▶ **DATASET RECORDS**:
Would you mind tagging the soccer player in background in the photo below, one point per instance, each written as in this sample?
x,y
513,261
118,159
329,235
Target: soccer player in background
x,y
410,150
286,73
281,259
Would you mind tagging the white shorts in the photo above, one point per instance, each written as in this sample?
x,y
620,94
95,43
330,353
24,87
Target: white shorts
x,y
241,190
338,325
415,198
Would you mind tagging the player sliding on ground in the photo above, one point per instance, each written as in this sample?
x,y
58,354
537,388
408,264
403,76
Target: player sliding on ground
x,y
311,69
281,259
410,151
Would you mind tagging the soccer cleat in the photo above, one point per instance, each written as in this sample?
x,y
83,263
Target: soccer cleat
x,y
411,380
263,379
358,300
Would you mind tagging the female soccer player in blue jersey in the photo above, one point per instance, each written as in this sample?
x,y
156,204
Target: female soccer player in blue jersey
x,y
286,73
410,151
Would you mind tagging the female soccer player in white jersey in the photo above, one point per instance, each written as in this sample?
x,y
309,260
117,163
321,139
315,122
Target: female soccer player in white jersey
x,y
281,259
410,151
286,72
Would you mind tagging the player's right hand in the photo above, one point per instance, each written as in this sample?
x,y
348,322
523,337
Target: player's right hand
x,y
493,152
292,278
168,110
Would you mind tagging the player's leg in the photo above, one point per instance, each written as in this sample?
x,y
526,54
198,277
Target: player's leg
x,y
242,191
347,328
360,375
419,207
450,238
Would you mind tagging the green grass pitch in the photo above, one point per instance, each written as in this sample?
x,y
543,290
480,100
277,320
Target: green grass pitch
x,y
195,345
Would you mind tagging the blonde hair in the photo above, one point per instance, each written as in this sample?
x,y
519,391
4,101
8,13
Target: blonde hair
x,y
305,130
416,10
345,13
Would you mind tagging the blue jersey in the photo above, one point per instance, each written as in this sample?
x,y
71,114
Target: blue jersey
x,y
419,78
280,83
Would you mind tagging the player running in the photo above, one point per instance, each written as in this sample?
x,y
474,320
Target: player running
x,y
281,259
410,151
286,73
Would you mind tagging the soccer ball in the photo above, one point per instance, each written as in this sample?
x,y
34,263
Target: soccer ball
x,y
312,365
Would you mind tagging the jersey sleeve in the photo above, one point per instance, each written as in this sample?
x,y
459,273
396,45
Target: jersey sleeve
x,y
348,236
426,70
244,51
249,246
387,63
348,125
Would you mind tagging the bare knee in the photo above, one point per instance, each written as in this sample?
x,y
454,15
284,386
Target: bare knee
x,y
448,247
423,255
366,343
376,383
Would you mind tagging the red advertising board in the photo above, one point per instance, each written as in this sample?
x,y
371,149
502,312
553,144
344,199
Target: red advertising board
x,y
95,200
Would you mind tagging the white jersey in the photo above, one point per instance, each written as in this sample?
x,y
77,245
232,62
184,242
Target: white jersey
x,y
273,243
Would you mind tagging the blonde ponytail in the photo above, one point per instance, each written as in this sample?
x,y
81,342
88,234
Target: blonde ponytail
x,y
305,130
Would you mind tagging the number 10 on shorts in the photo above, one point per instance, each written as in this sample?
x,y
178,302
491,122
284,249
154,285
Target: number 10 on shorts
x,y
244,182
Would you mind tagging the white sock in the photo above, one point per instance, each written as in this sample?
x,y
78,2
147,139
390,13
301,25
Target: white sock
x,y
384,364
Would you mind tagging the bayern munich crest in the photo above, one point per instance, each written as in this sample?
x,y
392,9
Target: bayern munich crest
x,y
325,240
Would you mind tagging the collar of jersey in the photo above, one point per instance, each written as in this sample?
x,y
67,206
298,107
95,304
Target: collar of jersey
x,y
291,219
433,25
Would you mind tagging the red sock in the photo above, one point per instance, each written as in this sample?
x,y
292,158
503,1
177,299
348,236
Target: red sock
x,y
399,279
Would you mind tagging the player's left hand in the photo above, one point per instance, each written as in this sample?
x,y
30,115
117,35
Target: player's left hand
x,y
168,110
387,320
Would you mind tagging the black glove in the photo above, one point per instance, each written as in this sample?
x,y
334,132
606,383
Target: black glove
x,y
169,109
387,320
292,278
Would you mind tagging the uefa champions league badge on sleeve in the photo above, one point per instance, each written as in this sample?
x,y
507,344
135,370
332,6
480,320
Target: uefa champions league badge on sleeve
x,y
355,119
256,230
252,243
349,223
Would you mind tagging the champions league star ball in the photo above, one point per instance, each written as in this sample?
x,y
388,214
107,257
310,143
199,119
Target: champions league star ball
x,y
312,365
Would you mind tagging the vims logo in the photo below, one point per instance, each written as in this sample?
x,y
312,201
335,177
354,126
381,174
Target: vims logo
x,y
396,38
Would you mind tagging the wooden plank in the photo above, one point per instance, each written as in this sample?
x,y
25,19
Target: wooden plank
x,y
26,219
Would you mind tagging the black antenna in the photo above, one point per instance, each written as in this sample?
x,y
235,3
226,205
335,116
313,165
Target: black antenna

▶ **TASK DIRECTIONS**:
Copy only this span: the line that contains "Would you mind tagging the collar", the last line, and every line between them.

▶ **OUTPUT FOR THIS EXERCISE**:
Would you mind tagging the collar of jersey in the photo above, one point per instance, each written as in this sample?
x,y
67,206
298,107
95,304
Target: collar of jersey
x,y
291,219
433,25
Would you mind tagging the red sock in the photo above, one point per instance, each written as in this sample?
x,y
292,158
503,1
177,299
348,236
Target: red sock
x,y
399,279
Would you mind tagging the player's left hand in the photo above, one point per instance, each written as in this sample?
x,y
30,115
117,35
Target: player's left hand
x,y
168,110
387,320
Would you mind tagging the black glove in the photo above, one point per instance, each written as in this sample?
x,y
334,132
606,383
Target: black glove
x,y
169,109
387,320
292,278
Would you mind tagging the uefa champions league badge on sleeve in the photo above, one point per instance, each written as in this sample?
x,y
507,344
135,370
332,6
480,320
Target: uefa champions league badge on sleeve
x,y
355,119
256,230
252,243
349,223
Would you mind tagging the champions league star ball in the photo above, one point per instance, each written as in this sample?
x,y
388,214
107,257
310,143
199,119
Target: champions league star ball
x,y
312,365
Would you mind tagging the vims logo in the photo below, one point per instance, each written as in this sample?
x,y
312,201
335,177
354,126
381,174
Target: vims logo
x,y
396,38
Would you mind tagging the wooden plank in the photo above, one point per instance, each written as in this sample?
x,y
25,19
Target: wooden plank
x,y
26,219
Would you mind tagging the black antenna in the photo above, one point per instance, each written as in this sample?
x,y
235,3
226,205
335,116
313,165
Target: black antenna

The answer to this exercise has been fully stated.